Southwark residents help shape future health services
Southwark residents and the local Clinical Commissioning Group (CCG) have joined forces to come up with ideas to improve health services. At a public meeting, attended by 70 local people, the CCG asked how it could help people stay healthy and use local NHS funds more effectively.
People told the CCG that the local NHS needs to be more joined up and different organisations need to be better at sharing information. They also thought that if GPs and pharmacists helped patients understand their medication, how it works and why they have been prescribed it, they could use it better.
They discussed how the NHS can help people with long term conditions, like type 2 diabetes and breathing problems, to work with their GP to manage their condition to stop it from getting worse. By teaching people about their condition it will mean that they know the warning signs and might avoid ending up in hospital. They also discussed the connection between physical and mental health and highlighted the need for both to be discussed with patients and treated together.
The doctors and nurses leading the CCG believe that acting on the ideas of local people who experience services today will help to reduce the strain on local health services in the future and enable their patients to achieve better health and wellbeing. The CCG Governing Body discussed how they would use patient and public feedback in their planning for future health services for the next five years.
Dr Jonty Heaversedge, a GP lead for the CCG, said: “We are delighted that so many people came out to tell us about their experiences of NHS services. In order to continue to have a high quality health service we have to make significant changes over the next few years. We want to work with patients to develop more innovative ways of providing some services outside of hospitals and act to ensure the services patients use are better coordinated.”
He added: “The NHS has been saving lives and helping people stay well for 65 years. It’s really important that as many people get involved as possible and that Southwark residents join the conversation so we can make sure our NHS survives another 65 years.”

**What the task asks**
Reproduce the article above on Southwark residents helping shape local health services word for word, from its headline through the final quotation.

**Dataset**
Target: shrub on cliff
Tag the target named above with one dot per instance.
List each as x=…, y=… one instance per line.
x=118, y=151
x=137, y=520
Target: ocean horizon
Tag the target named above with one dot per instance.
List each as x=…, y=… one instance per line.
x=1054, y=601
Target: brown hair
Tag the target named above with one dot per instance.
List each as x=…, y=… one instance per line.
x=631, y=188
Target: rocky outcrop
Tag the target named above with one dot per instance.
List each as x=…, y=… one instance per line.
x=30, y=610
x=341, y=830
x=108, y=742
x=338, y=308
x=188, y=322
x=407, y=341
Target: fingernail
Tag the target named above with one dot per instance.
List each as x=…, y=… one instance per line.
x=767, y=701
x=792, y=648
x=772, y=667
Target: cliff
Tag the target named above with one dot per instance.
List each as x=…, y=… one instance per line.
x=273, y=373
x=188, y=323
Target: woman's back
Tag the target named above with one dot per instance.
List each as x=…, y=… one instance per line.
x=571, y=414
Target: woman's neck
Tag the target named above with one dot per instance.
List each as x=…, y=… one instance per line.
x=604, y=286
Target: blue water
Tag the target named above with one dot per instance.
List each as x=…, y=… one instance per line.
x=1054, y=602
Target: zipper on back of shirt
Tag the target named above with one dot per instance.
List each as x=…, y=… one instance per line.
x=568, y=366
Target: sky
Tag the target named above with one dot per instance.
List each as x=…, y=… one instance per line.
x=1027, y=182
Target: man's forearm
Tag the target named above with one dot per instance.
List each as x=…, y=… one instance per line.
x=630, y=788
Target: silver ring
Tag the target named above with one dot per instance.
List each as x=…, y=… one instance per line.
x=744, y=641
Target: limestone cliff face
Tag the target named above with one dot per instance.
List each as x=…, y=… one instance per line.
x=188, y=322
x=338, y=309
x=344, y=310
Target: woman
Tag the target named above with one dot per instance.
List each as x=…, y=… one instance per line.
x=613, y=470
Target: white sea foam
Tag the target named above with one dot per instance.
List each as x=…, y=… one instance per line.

**Task result**
Southwark residents help shape future health services
Southwark residents and the local Clinical Commissioning Group (CCG) have joined forces to come up with ideas to improve health services. At a public meeting, attended by 70 local people, the CCG asked how it could help people stay healthy and use local NHS funds more effectively.
People told the CCG that the local NHS needs to be more joined up and different organisations need to be better at sharing information. They also thought that if GPs and pharmacists helped patients understand their medication, how it works and why they have been prescribed it, they could use it better.
They discussed how the NHS can help people with long term conditions, like type 2 diabetes and breathing problems, to work with their GP to manage their condition to stop it from getting worse. By teaching people about their condition it will mean that they know the warning signs and might avoid ending up in hospital. They also discussed the connection between physical and mental health and highlighted the need for both to be discussed with patients and treated together.
The doctors and nurses leading the CCG believe that acting on the ideas of local people who experience services today will help to reduce the strain on local health services in the future and enable their patients to achieve better health and wellbeing. The CCG Governing Body discussed how they would use patient and public feedback in their planning for future health services for the next five years.
Dr Jonty Heaversedge, a GP lead for the CCG, said: “We are delighted that so many people came out to tell us about their experiences of NHS services. In order to continue to have a high quality health service we have to make significant changes over the next few years. We want to work with patients to develop more innovative ways of providing some services outside of hospitals and act to ensure the services patients use are better coordinated.”
He added: “The NHS has been saving lives and helping people stay well for 65 years. It’s really important that as many people get involved as possible and that Southwark residents join the conversation so we can make sure our NHS survives another 65 years.”